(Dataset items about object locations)
◆ ◆ ◆ ◆ ◆

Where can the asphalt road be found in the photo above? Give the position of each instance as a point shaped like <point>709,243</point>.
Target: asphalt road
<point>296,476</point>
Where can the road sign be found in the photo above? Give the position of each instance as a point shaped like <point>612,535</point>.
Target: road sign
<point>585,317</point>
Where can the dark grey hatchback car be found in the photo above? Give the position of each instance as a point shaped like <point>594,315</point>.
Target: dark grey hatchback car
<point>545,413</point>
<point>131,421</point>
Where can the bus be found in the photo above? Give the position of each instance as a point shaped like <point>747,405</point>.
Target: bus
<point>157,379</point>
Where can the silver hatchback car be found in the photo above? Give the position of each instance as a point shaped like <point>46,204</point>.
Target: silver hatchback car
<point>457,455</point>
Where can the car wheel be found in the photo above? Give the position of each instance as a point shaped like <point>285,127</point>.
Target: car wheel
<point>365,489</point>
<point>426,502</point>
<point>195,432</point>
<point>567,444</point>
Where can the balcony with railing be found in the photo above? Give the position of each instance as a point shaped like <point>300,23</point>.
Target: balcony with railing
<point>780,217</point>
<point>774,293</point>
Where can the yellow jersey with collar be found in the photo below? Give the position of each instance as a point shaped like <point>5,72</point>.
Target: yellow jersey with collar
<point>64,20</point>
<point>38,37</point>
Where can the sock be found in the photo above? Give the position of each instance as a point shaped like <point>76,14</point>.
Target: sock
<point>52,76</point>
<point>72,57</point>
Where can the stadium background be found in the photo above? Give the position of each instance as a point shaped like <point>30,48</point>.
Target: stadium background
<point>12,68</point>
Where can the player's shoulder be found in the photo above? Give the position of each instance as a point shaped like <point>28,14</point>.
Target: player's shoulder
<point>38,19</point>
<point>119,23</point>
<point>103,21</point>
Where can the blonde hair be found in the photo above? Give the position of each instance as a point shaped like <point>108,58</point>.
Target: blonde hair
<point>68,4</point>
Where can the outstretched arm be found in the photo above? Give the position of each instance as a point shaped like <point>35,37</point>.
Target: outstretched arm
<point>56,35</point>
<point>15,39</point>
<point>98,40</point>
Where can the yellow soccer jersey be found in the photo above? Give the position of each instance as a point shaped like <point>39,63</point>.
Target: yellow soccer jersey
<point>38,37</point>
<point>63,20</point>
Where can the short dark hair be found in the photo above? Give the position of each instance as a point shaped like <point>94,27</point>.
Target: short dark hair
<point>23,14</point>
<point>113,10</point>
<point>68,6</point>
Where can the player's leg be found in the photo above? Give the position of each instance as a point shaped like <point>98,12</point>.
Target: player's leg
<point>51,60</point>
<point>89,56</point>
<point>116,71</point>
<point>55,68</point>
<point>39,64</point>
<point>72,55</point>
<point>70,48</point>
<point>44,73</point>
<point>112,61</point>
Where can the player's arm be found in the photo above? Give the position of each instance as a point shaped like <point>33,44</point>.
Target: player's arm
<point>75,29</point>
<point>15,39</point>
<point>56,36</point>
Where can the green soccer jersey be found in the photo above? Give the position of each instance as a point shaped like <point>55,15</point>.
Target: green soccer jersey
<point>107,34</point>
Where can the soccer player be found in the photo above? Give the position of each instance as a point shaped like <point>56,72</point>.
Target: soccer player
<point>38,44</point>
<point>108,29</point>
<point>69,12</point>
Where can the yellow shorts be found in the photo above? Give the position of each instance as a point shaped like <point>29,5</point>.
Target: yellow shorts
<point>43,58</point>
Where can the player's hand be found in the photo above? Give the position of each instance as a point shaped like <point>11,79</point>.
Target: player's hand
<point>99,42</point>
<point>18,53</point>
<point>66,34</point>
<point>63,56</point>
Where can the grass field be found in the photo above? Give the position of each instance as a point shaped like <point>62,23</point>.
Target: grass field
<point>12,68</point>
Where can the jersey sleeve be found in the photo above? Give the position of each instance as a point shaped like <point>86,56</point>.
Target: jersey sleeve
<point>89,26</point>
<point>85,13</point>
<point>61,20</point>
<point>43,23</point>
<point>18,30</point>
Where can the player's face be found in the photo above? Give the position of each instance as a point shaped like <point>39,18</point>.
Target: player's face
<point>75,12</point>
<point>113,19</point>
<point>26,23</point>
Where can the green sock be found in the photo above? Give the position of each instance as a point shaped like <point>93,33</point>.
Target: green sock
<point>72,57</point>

◆ ◆ ◆ ◆ ◆

THE PROBLEM: Render the stretch from the start of the items above through the line containing "<point>131,421</point>" as a numbered list, leaving out any blank lines.

WRITTEN REPLY:
1. Where can the asphalt road be found in the photo above? Give the position of each instance as a point shaped like <point>709,243</point>.
2. Target: asphalt road
3. <point>296,476</point>
4. Where can the road sign be found in the photo above? Give the position of each instance as a point shaped like <point>612,535</point>.
5. Target: road sign
6. <point>585,317</point>
7. Where can the dark grey hatchback car be found in the photo above? Give the position of each instance as a point shaped like <point>594,315</point>.
8. Target: dark grey hatchback car
9. <point>545,413</point>
10. <point>131,421</point>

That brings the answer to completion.